## Start Supplied material

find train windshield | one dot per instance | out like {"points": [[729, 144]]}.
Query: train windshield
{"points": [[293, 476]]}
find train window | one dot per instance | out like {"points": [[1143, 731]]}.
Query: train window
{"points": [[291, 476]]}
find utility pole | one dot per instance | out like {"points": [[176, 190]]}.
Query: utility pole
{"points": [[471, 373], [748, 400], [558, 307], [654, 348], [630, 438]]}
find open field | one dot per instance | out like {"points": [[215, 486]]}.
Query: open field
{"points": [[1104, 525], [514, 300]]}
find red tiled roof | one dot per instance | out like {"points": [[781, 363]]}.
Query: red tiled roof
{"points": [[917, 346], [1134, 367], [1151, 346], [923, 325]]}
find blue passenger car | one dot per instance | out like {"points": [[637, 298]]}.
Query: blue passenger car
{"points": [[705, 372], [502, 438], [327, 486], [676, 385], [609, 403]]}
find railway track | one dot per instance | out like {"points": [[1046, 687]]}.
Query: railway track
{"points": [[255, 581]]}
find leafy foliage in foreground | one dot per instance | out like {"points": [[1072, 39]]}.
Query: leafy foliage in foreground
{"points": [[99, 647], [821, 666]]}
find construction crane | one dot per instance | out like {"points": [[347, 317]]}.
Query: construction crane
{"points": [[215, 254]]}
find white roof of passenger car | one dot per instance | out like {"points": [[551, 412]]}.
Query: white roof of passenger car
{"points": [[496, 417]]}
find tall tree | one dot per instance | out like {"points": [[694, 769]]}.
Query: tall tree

## End Supplied material

Quote all of the data above line for line, without altering a single character.

Result of the exercise.
find train windshield | one dot per instance | out like {"points": [[729, 144]]}.
Query: train windshield
{"points": [[293, 476]]}
find train window | one dot per instance | out like {"points": [[1143, 731]]}.
Query: train window
{"points": [[291, 476]]}
find utility pole | one dot per instance | out like {"points": [[176, 190]]}.
Query: utility pole
{"points": [[471, 373], [748, 400], [558, 307], [654, 348], [630, 438]]}
find open field | one dot per instance | out like {"points": [[215, 486]]}.
Query: open field
{"points": [[1104, 525], [514, 300]]}
find red tiled roof | one dot per instance | out like {"points": [[781, 363]]}.
Query: red tiled roof
{"points": [[917, 346], [1134, 367], [1151, 346], [923, 325]]}
find blue passenger car | one dot per instance | out like {"points": [[637, 298]]}.
Query: blue passenger car
{"points": [[705, 372], [502, 438], [327, 486], [676, 385], [609, 403]]}
find railway track | one dot per instance | out like {"points": [[1046, 687]]}.
Query: railway track
{"points": [[255, 581]]}
find leafy foliage in foreground | one dot per instance | out like {"points": [[1072, 39]]}.
Query: leafy foliage in foreground
{"points": [[99, 647], [821, 666]]}
find construction crane | one dot per instance | out like {"points": [[347, 317]]}.
Query: construction crane
{"points": [[215, 254]]}
find white roof of passenger car | one dot per instance | out like {"points": [[551, 412]]}.
Query: white roof of passenger car
{"points": [[496, 417]]}
find tall tree | one dot per instance | out like {"points": [[694, 769]]}.
Query: tall tree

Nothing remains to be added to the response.